(Data for point labeling)
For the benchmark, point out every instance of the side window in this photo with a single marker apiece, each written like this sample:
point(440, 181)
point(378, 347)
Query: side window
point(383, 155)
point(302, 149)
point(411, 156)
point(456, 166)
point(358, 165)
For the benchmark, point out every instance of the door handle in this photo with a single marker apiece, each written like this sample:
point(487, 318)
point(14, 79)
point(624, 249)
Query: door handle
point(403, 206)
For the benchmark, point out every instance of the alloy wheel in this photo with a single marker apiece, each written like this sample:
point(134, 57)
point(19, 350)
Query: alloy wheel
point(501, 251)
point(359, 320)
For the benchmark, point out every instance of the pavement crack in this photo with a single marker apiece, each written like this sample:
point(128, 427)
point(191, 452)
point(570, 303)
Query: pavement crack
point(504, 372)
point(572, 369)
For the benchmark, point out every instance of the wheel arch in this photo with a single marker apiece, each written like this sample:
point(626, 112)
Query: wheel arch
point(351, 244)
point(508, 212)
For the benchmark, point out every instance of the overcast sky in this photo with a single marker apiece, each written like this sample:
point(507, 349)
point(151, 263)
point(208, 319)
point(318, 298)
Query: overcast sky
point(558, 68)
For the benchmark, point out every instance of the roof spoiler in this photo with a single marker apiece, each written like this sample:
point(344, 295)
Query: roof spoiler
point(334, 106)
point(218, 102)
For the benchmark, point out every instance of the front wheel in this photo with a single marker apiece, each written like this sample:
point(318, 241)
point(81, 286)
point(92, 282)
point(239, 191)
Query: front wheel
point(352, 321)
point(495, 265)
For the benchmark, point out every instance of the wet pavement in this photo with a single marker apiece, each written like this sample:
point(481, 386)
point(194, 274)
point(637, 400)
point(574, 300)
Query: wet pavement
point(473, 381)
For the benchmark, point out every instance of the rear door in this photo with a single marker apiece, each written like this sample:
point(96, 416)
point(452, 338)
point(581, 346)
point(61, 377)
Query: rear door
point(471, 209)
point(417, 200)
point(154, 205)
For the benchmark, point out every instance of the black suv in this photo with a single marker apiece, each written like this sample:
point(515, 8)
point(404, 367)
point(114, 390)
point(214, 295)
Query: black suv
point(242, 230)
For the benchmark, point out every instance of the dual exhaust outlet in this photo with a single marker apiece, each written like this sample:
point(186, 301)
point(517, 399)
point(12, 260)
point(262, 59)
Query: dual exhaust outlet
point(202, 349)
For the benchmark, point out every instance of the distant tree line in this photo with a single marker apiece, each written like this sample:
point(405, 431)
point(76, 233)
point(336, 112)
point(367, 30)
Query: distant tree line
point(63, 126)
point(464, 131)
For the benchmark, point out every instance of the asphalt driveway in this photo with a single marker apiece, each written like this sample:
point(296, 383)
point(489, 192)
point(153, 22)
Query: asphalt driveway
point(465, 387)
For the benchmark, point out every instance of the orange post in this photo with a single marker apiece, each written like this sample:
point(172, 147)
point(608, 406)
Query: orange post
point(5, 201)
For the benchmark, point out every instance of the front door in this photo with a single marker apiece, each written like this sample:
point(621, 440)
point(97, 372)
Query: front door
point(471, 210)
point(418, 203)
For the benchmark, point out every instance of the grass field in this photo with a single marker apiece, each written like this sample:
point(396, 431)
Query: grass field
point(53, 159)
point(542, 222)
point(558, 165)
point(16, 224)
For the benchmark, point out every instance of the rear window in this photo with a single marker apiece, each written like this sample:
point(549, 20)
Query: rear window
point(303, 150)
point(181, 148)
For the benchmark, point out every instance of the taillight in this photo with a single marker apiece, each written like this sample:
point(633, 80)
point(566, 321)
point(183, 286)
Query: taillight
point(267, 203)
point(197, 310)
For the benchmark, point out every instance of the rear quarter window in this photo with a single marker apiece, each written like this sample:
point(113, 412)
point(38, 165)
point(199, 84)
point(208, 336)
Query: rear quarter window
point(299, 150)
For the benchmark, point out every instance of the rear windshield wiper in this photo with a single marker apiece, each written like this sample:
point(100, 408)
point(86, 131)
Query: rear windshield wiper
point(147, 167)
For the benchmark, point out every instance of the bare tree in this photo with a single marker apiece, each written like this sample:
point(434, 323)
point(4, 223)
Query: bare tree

* DIRECTIONS: Reproduce all of the data above, substituting "evaluation" for every occurrence of "benchmark" and leaving everything else unchanged.

* REPLY TO THE TASK:
For the evaluation, point out every instance of the side window in this photo with a single marker apiece, each written like this sample:
point(440, 181)
point(378, 347)
Query: side window
point(383, 155)
point(302, 149)
point(411, 156)
point(456, 166)
point(358, 165)
For the evaluation, point out every instance of the door handle in this photo with a single marker apiece, each written like this sample:
point(487, 318)
point(14, 79)
point(624, 249)
Query: door handle
point(403, 206)
For the evaluation, point out every instance of the alloy wheel in this photo with a single marker apiece, each written like this sample:
point(134, 57)
point(19, 350)
Query: alloy wheel
point(501, 251)
point(359, 320)
For the evaluation, point out every instance of the pavement crack in this photo with a single marker apiece, each written like this sample:
point(128, 427)
point(191, 452)
point(570, 303)
Query: pavement crack
point(504, 372)
point(572, 369)
For the evaluation, point out every instance of the wheel arch in this photo with a single marker apiece, each written like this sample:
point(626, 112)
Query: wheel arch
point(351, 244)
point(508, 212)
For the evaluation, point out every instance of the overcast sky in this photo with a single marker apiece, each written like this sample:
point(507, 349)
point(151, 263)
point(208, 319)
point(318, 298)
Query: overcast sky
point(558, 68)
For the evaluation, point out every instance of the roof spoiler in this photo with a single marker apiece, each written like this sample:
point(344, 295)
Query: roof spoiler
point(334, 106)
point(218, 102)
For the evaluation, point out every instance of the front wheel in this photo with a single marker apiece, each written like this sample:
point(318, 241)
point(81, 286)
point(92, 282)
point(239, 191)
Query: front wheel
point(352, 321)
point(495, 265)
For the evaluation, point out every instance of the wet pavement in this photo with a single marker apiece, each written like this sample:
point(481, 386)
point(194, 274)
point(637, 400)
point(574, 300)
Query: wet pavement
point(473, 381)
For the evaluation, point out every instance of the rear door in this photo with a single marker apiece, each written like this sample:
point(96, 416)
point(452, 338)
point(581, 346)
point(61, 377)
Query: rear door
point(471, 209)
point(417, 200)
point(154, 205)
For the evaluation, point out every instance of the black suv in this photo with a single marker apiece, each written like this sample:
point(515, 8)
point(404, 367)
point(114, 390)
point(214, 295)
Query: black suv
point(242, 230)
For the evaluation, point out every instance of the dual exhaust outlet in this photo with a single marker apiece, each written like this sample:
point(186, 301)
point(517, 399)
point(12, 260)
point(262, 59)
Query: dual exhaust outlet
point(202, 349)
For the evaluation, point out every instance of the distant tree line in this photo with a single marker apiece, each written like this sample:
point(405, 431)
point(76, 233)
point(336, 112)
point(367, 30)
Query: distant tree line
point(63, 126)
point(464, 131)
For the evaluation, point out every instance of the asphalt driveway in this photo with a single marker apiece, each written like this sample:
point(296, 383)
point(489, 192)
point(153, 22)
Query: asphalt driveway
point(465, 387)
For the evaluation, point out every instance of the orange post in this photo with a single marker apiece, each written like this sample:
point(172, 147)
point(608, 406)
Query: orange post
point(5, 201)
For the evaluation, point out every instance of the front door in this photo with a single marker apiece, each written like this sample:
point(621, 440)
point(97, 372)
Query: front door
point(471, 210)
point(418, 203)
For the evaluation, point out every instance of the grass field in this photo with a single marker apiece, each written like this sample:
point(396, 431)
Query: grass field
point(53, 159)
point(542, 222)
point(558, 165)
point(16, 224)
For the evaluation, point out every instance of the rear window in this photo with a single marker apiece, each written like this sample:
point(549, 20)
Query: rear window
point(303, 150)
point(181, 148)
For the evaluation, point out every instance of the taillight in this photo with a single marker apiece, each written like this sample:
point(633, 80)
point(566, 321)
point(183, 286)
Query: taillight
point(267, 203)
point(197, 310)
For the evaluation, point out every instance of the rear quarter window in this photo with a single marker apiece, each written like this sample:
point(113, 412)
point(38, 165)
point(199, 84)
point(208, 336)
Query: rear quarter window
point(299, 150)
For the evaluation, point out every instance of the rear windshield wiper in this photo with a single marker apiece, each written like this sample:
point(100, 408)
point(86, 131)
Query: rear windshield wiper
point(147, 167)
For the evaluation, point out every instance of the bare tree in this photo with a single marker apiece, each written like this sample:
point(434, 323)
point(4, 223)
Query: bare tree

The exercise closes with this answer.